_Exercise tasks_.
1) In the tutorial below on moving data out of a SQL database, do these statements agree with the text? For each, answer yes or no and quote the deciding words. (a) Cloud SQL is a managed database service from Google Cloud Platform. (b) The example in the tutorial uses SQL Server. (c) The tutorial performs the operation with Java.
2) Find every line of the records that contains the word "jersey", and copy each of those lines.

_Passage given_.
## Begin
A possible scenario in the day-to-day work of a data engineer may be the need to transport data from a SQL base to another place. In this short tutorial I show a simple way to perform this operation using Python.

For the database, I used Cloud SQL, which is a managed database service from Google Cloud Platform (GCP). This GCP product provides a cloud-based alternative to MySQL, PostgreSQL and SQL Server databases. The great advantage of Cloud SQL is that it is a managed service, that is, you do not have to worry about some tasks related to the infrastructure where the database will run, tasks such as backups, maintenance and updates, monitoring, logging, etc. In this example I used Postgres SQL.
## End
_Task inputs_.
## Begin
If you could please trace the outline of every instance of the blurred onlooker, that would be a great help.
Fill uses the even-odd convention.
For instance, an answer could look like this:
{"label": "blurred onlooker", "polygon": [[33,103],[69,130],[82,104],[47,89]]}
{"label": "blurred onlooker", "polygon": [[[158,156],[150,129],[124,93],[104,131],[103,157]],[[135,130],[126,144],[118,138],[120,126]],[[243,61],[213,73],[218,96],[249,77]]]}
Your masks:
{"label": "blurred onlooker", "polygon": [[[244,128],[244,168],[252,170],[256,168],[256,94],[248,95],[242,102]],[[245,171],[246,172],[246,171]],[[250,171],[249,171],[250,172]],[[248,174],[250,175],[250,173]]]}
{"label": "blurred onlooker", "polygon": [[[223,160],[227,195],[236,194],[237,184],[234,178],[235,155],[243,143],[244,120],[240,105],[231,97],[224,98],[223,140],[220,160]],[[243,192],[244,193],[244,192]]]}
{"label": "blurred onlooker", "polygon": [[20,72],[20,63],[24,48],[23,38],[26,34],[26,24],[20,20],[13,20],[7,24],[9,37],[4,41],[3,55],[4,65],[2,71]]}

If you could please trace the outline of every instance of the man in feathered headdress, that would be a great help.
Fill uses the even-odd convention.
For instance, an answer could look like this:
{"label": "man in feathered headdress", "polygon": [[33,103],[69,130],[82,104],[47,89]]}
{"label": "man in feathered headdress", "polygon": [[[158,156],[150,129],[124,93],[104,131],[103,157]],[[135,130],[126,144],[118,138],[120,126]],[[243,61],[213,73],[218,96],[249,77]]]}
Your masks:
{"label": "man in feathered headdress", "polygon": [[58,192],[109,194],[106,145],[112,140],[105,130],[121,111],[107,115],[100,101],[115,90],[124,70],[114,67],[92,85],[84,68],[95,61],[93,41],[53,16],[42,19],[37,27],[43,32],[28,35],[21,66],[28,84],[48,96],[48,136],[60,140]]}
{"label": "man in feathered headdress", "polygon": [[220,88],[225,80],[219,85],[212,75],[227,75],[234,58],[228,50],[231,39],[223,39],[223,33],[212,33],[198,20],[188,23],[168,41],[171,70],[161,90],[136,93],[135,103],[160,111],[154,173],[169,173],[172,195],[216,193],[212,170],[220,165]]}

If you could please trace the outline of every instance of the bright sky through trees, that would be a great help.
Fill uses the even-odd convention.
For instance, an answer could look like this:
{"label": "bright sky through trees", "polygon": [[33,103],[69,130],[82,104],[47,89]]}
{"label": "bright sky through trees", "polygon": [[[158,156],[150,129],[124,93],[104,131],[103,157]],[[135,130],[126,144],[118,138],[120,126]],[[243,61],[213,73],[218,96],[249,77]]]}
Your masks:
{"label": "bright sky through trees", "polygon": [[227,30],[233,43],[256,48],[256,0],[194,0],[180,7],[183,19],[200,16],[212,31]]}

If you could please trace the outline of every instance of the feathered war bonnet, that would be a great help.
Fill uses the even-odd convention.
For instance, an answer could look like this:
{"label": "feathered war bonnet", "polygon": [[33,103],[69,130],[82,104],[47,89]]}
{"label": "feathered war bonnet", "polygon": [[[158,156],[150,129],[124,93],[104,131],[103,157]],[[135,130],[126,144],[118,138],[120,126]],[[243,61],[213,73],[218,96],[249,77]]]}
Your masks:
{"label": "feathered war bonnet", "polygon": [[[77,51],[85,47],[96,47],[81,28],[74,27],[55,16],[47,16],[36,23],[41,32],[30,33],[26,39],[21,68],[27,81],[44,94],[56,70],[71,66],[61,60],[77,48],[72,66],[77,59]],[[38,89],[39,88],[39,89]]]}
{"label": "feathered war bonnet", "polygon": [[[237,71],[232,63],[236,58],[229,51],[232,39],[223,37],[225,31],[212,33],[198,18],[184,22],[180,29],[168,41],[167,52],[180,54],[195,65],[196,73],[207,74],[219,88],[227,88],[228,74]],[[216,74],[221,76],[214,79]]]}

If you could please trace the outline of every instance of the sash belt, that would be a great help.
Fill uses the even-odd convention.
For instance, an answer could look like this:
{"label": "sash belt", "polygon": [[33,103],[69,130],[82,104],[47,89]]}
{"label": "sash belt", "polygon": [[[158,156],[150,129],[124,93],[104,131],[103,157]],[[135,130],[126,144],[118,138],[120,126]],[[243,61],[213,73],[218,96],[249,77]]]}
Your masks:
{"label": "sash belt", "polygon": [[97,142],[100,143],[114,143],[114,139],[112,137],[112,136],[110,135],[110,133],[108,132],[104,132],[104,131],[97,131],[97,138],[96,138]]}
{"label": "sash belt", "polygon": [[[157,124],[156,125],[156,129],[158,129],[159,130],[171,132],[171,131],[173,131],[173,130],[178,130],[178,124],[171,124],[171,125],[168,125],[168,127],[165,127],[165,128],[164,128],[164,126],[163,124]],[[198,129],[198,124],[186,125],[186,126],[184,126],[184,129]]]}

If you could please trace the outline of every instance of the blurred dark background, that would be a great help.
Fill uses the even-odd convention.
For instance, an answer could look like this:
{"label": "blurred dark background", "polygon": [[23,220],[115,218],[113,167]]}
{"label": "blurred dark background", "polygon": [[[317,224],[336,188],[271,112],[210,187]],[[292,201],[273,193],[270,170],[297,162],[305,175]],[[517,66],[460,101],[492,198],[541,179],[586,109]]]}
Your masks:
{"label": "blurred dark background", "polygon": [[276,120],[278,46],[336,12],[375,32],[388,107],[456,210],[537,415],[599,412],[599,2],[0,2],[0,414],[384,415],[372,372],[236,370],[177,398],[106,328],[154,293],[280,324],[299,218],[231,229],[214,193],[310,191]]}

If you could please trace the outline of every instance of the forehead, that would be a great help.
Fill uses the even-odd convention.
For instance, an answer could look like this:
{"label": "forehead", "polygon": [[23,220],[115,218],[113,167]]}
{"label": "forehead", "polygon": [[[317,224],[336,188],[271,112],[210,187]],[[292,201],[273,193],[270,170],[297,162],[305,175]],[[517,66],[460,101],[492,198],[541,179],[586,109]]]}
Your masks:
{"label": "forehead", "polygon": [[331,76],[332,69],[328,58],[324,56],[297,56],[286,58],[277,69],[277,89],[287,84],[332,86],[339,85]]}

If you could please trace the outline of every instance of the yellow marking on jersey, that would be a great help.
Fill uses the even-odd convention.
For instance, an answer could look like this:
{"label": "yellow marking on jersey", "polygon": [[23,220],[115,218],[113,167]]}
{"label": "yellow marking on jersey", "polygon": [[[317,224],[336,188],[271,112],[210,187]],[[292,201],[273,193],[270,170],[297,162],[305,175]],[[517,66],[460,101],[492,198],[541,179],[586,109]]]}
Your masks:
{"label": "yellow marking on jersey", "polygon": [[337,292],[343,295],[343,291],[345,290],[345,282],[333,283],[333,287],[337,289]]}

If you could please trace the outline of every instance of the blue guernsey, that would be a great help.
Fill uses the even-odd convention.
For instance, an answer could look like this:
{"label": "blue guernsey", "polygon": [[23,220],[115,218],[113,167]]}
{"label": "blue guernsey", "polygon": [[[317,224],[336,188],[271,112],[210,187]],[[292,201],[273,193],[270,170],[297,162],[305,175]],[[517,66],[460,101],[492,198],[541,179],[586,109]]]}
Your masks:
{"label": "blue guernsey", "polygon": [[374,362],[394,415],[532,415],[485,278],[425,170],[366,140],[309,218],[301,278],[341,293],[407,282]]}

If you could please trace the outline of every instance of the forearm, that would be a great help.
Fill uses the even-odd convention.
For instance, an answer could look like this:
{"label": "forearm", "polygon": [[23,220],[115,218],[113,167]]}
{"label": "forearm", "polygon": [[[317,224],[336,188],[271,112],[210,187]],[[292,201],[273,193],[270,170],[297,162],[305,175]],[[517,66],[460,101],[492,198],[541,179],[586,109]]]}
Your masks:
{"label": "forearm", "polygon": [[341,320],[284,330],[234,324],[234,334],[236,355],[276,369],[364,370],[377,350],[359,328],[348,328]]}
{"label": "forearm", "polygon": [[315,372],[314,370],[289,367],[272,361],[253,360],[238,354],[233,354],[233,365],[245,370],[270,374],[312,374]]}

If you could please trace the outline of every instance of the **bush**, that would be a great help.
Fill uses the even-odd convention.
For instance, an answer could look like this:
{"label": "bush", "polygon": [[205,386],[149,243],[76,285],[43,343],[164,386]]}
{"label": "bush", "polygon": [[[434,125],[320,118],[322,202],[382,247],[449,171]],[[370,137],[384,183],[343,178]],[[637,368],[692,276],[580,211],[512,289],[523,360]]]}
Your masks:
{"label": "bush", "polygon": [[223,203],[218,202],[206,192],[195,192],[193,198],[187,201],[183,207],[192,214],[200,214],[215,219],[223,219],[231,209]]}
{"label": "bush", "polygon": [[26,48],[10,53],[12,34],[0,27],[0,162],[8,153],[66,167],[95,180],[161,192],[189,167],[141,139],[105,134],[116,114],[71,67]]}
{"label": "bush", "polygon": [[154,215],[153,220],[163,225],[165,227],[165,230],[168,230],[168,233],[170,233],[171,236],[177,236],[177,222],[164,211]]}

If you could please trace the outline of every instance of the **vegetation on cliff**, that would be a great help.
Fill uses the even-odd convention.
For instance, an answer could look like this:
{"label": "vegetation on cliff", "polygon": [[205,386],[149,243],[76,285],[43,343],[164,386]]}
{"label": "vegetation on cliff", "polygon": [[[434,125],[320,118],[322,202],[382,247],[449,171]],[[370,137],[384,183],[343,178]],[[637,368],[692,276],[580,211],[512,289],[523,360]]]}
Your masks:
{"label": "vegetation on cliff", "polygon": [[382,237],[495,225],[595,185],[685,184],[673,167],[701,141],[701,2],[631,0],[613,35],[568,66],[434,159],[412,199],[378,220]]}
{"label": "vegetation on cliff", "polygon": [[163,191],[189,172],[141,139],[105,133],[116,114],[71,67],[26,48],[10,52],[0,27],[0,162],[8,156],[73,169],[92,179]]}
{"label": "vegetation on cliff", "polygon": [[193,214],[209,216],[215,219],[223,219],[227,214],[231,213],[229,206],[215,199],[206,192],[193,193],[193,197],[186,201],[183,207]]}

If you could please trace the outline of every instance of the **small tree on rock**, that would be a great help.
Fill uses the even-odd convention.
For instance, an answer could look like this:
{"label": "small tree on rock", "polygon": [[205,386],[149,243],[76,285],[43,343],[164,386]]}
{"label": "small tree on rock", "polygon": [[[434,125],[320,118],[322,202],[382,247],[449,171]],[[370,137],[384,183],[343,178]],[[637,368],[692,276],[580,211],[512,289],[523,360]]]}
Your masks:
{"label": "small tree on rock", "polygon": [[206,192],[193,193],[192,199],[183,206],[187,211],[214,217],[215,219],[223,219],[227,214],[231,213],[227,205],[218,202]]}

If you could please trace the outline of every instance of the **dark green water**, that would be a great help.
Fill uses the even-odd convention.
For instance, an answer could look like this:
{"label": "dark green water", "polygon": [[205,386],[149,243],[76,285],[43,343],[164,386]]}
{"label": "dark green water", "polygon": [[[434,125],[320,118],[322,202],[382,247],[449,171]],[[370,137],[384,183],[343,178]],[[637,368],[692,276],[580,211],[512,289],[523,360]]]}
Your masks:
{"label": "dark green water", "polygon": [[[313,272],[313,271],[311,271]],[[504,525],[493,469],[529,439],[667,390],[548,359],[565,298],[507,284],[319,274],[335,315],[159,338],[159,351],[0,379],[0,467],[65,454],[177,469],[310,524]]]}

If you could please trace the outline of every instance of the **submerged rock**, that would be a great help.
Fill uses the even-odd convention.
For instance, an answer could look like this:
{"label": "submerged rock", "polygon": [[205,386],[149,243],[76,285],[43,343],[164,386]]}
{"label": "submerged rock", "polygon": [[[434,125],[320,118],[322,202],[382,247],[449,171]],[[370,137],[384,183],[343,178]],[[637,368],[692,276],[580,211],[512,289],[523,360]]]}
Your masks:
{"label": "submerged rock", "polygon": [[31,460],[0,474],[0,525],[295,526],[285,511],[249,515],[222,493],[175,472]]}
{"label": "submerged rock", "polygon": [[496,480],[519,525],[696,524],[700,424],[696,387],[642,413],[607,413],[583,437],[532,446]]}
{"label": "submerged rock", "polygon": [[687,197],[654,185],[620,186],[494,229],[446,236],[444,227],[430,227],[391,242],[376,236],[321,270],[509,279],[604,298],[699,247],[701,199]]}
## End
_Solutions in order_.
1)
(a) Yes: "Cloud SQL, which is a managed database service from Google Cloud Platform (GCP)"
(b) No: "In this example I used Postgres SQL."
(c) No: "In this short tutorial I show a simple way to perform this operation using Python."

2)
If you could please trace the outline of every instance of the yellow marking on jersey, that would be a great help.
{"label": "yellow marking on jersey", "polygon": [[23,220],[115,218],[113,167]]}
{"label": "yellow marking on jersey", "polygon": [[[317,224],[336,188],[271,112],[210,187]],[[292,201],[273,193],[270,170],[297,162],[305,175]],[[517,66],[460,101],[492,198],[541,179],[586,109]]]}
{"label": "yellow marking on jersey", "polygon": [[337,292],[343,295],[343,291],[345,290],[345,282],[333,283],[333,287],[337,289]]}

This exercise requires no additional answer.